Given data -
_ _ _ _
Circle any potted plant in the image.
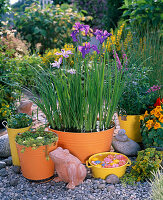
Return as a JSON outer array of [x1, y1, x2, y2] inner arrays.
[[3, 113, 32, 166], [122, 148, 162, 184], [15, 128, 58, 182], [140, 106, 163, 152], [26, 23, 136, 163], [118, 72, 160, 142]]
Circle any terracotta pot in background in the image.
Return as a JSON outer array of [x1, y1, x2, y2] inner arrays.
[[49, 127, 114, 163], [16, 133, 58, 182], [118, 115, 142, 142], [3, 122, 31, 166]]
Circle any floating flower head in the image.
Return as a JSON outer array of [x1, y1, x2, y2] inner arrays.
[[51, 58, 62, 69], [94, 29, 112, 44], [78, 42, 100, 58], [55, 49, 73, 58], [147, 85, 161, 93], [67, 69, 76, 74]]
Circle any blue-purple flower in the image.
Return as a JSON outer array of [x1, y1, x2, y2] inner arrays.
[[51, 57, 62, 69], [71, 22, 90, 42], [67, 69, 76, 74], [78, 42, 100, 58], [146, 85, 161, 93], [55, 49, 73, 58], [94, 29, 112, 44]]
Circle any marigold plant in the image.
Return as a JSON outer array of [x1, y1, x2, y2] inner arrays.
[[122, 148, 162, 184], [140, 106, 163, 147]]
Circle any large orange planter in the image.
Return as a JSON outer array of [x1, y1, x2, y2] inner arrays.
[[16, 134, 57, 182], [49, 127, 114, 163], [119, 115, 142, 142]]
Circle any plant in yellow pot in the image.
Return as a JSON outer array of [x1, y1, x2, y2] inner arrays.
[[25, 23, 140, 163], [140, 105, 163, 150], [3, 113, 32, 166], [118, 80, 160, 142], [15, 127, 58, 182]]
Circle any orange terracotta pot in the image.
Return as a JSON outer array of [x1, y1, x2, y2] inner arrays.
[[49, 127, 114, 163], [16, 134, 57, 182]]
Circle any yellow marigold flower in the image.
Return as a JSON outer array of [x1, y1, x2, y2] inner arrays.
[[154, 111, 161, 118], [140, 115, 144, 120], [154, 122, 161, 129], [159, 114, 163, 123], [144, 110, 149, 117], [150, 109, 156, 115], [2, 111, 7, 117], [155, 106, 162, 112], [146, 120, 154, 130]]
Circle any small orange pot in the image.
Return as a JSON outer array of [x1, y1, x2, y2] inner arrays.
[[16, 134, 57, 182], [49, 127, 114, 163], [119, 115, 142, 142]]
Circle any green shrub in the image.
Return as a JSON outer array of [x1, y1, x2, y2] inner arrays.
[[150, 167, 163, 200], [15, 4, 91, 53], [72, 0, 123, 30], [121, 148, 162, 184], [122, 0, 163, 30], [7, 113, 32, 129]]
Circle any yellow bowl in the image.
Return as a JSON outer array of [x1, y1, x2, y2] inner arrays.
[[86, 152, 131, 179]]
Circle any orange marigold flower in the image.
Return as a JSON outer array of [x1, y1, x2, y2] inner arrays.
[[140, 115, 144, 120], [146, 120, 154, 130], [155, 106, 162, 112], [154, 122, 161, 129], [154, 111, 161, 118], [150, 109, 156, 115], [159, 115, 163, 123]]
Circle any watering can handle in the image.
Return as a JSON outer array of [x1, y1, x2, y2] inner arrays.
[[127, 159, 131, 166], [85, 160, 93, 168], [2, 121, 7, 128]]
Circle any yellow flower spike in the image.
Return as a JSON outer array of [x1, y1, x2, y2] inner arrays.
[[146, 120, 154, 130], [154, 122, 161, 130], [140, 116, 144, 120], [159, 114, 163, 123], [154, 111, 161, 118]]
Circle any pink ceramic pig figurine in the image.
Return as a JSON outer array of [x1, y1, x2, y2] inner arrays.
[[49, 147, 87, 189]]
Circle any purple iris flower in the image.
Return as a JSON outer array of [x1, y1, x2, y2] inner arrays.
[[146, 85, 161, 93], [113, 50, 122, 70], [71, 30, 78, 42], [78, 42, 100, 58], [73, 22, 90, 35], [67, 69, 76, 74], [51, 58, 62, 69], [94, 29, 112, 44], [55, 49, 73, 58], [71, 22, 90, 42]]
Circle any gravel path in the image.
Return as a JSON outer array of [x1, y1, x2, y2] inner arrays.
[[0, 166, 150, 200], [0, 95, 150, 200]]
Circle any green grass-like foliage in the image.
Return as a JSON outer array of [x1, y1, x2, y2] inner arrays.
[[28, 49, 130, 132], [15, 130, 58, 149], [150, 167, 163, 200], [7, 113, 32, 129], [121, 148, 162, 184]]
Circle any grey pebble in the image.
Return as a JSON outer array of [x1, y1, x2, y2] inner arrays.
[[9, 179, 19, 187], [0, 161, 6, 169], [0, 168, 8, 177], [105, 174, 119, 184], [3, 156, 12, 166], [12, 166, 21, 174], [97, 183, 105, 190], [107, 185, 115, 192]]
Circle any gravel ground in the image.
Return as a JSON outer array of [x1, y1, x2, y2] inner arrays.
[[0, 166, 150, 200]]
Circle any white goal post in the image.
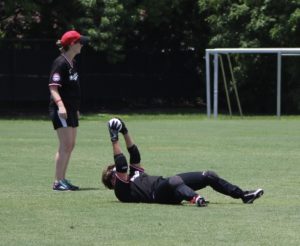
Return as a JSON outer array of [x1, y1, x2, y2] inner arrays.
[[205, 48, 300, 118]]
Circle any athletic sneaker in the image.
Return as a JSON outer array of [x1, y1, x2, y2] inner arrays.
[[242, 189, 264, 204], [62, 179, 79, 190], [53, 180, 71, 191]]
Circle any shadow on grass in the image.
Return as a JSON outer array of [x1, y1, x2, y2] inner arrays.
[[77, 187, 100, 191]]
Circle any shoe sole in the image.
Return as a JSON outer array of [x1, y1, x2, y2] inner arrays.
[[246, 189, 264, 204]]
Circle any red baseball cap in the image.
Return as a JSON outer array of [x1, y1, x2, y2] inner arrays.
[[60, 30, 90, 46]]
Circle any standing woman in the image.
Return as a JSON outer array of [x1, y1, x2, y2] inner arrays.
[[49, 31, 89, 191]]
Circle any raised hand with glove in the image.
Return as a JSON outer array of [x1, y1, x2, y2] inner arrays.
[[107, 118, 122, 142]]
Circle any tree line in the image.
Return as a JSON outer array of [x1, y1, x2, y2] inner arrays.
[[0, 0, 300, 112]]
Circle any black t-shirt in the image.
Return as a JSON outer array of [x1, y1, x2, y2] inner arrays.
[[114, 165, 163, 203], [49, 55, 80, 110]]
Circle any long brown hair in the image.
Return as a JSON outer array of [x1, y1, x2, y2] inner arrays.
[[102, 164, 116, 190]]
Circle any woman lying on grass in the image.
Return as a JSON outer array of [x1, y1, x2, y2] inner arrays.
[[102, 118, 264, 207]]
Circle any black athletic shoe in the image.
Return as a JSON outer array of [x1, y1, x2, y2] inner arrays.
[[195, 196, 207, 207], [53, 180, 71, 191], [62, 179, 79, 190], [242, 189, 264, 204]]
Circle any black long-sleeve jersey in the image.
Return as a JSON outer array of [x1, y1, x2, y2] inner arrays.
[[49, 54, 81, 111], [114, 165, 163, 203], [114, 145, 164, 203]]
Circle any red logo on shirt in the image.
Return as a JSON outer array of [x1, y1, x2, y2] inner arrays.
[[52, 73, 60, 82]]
_ _ _ _
Directions for this task - Format the data as a numbered list, starting at the line containing "Circle any black long-sleeve" and continuing through the last line of the data, with both ends included and blank lines omitted.

Expected answer -
1. Circle any black long-sleeve jersey in the image.
2. Return as a JSON outer array of [x1, y1, x2, y2] inner arrays.
3. [[49, 54, 81, 111], [114, 165, 163, 203], [114, 145, 164, 203]]
4. Circle any red logo on shirt in the image.
5. Return as a JSON outer array of [x1, y1, x2, y2] inner arrays.
6. [[52, 73, 60, 82]]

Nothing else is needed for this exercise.